### GIVEN INSTRUCTION
Write out the records again, exactly, leaving none out.

### GIVEN RECORDS
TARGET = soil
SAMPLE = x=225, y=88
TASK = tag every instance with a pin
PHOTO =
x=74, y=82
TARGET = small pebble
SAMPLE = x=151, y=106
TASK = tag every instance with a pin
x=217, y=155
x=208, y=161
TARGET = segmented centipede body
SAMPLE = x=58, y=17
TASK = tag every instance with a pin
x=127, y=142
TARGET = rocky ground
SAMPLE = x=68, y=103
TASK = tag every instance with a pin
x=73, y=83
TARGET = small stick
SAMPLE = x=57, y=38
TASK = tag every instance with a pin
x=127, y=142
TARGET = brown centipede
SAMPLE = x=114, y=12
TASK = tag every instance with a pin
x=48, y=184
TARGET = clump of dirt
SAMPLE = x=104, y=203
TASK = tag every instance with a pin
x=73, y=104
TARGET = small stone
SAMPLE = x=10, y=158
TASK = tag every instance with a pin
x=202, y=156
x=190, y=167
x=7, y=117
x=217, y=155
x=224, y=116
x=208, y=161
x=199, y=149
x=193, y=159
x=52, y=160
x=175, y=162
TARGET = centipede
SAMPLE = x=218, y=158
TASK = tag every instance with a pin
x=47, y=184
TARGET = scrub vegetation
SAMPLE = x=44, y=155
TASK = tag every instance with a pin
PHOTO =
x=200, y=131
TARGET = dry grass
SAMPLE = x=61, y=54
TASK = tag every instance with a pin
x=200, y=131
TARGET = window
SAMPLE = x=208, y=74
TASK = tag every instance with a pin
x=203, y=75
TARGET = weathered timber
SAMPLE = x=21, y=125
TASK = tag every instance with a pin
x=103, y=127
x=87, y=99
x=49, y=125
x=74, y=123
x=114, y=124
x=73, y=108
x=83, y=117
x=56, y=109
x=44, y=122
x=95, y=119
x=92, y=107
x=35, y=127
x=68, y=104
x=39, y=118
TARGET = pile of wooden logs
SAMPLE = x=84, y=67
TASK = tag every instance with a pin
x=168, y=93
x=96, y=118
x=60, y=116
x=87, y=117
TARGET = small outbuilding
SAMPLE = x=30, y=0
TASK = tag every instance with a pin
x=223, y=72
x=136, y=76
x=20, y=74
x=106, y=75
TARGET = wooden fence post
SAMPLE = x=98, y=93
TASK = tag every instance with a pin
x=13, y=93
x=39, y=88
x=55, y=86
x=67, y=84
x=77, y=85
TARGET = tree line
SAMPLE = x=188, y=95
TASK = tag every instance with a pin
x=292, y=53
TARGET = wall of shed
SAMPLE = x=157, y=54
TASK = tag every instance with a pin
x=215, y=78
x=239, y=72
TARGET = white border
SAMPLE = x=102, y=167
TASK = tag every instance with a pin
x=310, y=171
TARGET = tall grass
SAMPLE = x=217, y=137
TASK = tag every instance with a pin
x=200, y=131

### EXERCISE ANSWER
TARGET = soil
SAMPLE = x=225, y=88
TASK = tag every instance with a pin
PHOTO =
x=74, y=82
TARGET = small pebble
SAMPLE = x=151, y=106
TASK = tag every instance with a pin
x=217, y=155
x=208, y=161
TARGET = segmented centipede body
SAMPLE = x=58, y=17
TASK = tag every instance with a pin
x=127, y=142
TARGET = rocky ground
SAMPLE = x=68, y=103
TASK = tag every instance with a pin
x=73, y=83
TARGET = small stick
SAMPLE = x=57, y=38
TASK = tag every instance with a pin
x=127, y=142
TARGET = brown centipede
SAMPLE = x=114, y=12
TASK = tag every instance with a pin
x=48, y=184
TARGET = clump of dirt
SAMPLE = x=104, y=203
TASK = tag every instance with a pin
x=73, y=104
TARGET = small stone
SAMPLE = x=10, y=158
TASK = tag every instance with a pin
x=202, y=156
x=190, y=167
x=7, y=117
x=217, y=155
x=224, y=116
x=208, y=161
x=199, y=149
x=193, y=159
x=52, y=160
x=175, y=162
TARGET = centipede
SAMPLE = x=218, y=158
TASK = tag every instance with a pin
x=47, y=184
TARGET = scrub vegetation
SAMPLE = x=44, y=155
TASK = tag every instance with a pin
PHOTO =
x=200, y=131
TARGET = dry grass
SAMPLE = x=61, y=54
TASK = tag every instance with a pin
x=200, y=131
TARGET = window
SAMPLE = x=208, y=74
TASK = tag every instance with a pin
x=203, y=75
TARGET = weathered timber
SAMPLE = x=21, y=125
TASK = tag every instance with a pin
x=103, y=127
x=87, y=99
x=49, y=125
x=74, y=123
x=114, y=124
x=73, y=108
x=83, y=117
x=56, y=109
x=44, y=122
x=95, y=119
x=92, y=107
x=35, y=127
x=68, y=104
x=39, y=118
TARGET = pile of wooden logs
SAMPLE = x=84, y=67
TASK = tag every instance with a pin
x=168, y=93
x=96, y=118
x=60, y=116
x=87, y=117
TARGET = small outbuilding
SAMPLE = x=30, y=0
TASK = tag every instance with a pin
x=223, y=72
x=136, y=76
x=20, y=74
x=106, y=75
TARGET = wooden fence post
SAMPLE = x=98, y=93
TASK = tag every instance with a pin
x=13, y=93
x=39, y=88
x=55, y=86
x=67, y=84
x=77, y=85
TARGET = tree line
SAMPLE = x=188, y=95
TASK = tag every instance with a pin
x=292, y=53
TARGET = wall of shed
SAMPLE = x=157, y=54
TASK = tag every instance with a pin
x=215, y=78
x=239, y=72
TARGET = white border
SAMPLE = x=102, y=167
TASK = tag every instance with a pin
x=310, y=171
TARGET = tall grass
SAMPLE = x=217, y=137
TASK = tag every instance with a pin
x=200, y=131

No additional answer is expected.